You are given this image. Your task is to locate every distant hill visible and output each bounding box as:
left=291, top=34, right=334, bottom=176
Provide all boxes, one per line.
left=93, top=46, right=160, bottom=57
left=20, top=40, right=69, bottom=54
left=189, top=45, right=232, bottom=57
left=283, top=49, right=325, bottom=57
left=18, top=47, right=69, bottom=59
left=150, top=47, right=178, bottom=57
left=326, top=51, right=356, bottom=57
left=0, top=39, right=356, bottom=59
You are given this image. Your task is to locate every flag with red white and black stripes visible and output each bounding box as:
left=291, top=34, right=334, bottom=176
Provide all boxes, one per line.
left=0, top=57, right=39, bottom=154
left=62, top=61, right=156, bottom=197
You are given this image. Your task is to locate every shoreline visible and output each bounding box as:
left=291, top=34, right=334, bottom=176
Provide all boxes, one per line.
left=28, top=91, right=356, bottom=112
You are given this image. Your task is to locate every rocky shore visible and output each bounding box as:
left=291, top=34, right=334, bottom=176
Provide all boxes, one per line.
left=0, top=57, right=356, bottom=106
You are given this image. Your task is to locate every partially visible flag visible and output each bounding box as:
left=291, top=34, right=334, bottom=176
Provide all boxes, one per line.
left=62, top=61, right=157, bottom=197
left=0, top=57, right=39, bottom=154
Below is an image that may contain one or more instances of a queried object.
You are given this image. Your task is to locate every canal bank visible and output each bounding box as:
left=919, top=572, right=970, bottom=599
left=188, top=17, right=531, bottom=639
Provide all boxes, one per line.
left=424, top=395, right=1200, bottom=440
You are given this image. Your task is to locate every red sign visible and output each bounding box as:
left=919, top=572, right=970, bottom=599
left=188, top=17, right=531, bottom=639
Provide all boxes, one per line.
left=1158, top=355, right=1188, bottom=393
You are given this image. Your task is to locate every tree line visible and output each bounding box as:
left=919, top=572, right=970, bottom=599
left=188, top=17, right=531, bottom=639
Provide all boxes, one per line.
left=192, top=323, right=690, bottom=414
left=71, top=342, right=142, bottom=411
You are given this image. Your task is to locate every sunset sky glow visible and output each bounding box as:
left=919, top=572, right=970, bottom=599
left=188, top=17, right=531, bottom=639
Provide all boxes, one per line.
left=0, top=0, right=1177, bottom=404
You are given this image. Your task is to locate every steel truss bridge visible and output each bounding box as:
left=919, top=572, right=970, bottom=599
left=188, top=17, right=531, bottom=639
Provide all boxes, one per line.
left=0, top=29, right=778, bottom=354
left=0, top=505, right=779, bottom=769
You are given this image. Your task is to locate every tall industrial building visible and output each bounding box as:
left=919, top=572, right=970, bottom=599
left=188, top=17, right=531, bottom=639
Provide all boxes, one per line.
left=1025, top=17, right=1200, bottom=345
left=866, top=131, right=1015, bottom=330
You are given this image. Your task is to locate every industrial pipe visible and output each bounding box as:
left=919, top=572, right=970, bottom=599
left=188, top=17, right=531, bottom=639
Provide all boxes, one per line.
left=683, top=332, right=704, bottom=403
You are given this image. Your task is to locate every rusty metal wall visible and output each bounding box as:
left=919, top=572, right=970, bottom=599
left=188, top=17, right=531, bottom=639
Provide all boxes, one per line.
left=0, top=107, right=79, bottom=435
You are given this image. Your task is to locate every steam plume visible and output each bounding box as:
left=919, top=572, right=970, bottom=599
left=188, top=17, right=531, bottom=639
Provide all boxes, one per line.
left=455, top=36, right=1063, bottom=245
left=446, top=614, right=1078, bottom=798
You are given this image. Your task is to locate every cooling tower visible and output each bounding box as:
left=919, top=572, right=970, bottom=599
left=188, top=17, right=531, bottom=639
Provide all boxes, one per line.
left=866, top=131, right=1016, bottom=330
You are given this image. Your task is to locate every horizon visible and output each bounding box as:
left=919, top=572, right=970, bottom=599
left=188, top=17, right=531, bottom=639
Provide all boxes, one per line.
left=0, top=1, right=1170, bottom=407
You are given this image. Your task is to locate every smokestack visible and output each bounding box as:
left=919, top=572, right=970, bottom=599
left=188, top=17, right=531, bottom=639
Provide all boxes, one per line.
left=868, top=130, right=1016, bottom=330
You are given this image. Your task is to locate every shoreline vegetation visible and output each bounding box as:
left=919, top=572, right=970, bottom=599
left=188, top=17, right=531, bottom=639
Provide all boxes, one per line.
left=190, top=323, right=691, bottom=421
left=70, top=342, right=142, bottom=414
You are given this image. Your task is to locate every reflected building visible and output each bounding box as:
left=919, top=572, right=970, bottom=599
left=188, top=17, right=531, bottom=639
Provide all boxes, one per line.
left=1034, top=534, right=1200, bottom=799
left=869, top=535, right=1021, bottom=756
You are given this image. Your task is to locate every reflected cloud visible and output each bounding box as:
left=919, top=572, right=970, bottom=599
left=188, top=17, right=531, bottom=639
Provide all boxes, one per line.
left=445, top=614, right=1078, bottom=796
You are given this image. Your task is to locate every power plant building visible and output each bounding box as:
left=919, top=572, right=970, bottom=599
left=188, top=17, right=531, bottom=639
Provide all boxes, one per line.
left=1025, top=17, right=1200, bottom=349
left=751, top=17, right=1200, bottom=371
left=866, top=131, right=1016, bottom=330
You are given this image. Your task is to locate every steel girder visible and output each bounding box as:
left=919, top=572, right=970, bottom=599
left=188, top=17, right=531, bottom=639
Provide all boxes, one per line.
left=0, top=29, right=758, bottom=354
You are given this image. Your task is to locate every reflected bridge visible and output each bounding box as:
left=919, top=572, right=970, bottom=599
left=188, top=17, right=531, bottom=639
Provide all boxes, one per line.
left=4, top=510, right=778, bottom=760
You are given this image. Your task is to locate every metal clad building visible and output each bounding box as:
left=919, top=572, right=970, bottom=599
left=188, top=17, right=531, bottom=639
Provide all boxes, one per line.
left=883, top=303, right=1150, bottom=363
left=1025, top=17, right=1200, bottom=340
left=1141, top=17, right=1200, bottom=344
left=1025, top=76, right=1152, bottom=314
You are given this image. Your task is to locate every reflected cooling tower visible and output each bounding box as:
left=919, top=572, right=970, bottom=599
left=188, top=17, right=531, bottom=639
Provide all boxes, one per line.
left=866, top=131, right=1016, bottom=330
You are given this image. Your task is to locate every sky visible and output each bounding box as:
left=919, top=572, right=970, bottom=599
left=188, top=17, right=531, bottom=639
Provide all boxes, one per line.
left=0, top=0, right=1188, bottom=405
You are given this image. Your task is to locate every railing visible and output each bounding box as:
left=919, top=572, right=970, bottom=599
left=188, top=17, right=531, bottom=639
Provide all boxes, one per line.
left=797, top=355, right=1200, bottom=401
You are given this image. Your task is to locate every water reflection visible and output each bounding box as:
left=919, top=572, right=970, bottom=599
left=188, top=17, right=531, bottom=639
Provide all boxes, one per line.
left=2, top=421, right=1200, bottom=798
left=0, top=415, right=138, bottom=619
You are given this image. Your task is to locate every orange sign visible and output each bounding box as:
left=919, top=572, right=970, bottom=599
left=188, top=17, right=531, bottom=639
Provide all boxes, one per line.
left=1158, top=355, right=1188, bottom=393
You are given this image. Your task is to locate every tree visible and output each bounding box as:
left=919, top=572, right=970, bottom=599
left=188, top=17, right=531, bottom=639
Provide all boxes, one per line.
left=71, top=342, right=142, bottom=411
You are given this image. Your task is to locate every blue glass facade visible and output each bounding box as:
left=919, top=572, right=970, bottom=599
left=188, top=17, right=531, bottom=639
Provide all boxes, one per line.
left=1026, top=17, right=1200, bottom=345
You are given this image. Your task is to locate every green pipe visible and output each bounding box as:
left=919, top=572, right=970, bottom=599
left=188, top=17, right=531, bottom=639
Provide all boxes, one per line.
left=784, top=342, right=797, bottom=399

> The task
Copy out the items above word for word, from the line containing "every steel girder" through the line containing "left=0, top=0, right=1188, bottom=405", and nothing else.

> Answer to this exercise
You are given this image. Your task is to locate every steel girder visible and output each bounding box as:
left=919, top=572, right=970, bottom=599
left=188, top=17, right=531, bottom=639
Provide all boxes, one per line.
left=0, top=29, right=758, bottom=354
You are given this image. Your task is to locate every reflected bridge visible and output each bounding box as:
left=919, top=572, right=970, bottom=599
left=188, top=17, right=531, bottom=639
Provide all boxes, one per line.
left=4, top=510, right=778, bottom=760
You are given this image. Your task is to locate every metal clad building visible and output each bounding box as:
left=919, top=572, right=970, bottom=599
left=188, top=17, right=531, bottom=639
Provide all boxes, one per line.
left=883, top=303, right=1150, bottom=363
left=1025, top=17, right=1200, bottom=340
left=1141, top=17, right=1200, bottom=344
left=1025, top=76, right=1152, bottom=314
You are given this image. Your task is to locate every reflected cooling tower visible and output each bounding box as:
left=919, top=572, right=970, bottom=599
left=188, top=17, right=531, bottom=639
Provide all boxes, one per line.
left=866, top=131, right=1016, bottom=330
You are given this image. Your task is to locate every sky visible and output each bounding box as:
left=919, top=572, right=970, bottom=599
left=188, top=17, right=531, bottom=639
Provide all boxes, one per line.
left=0, top=0, right=1188, bottom=405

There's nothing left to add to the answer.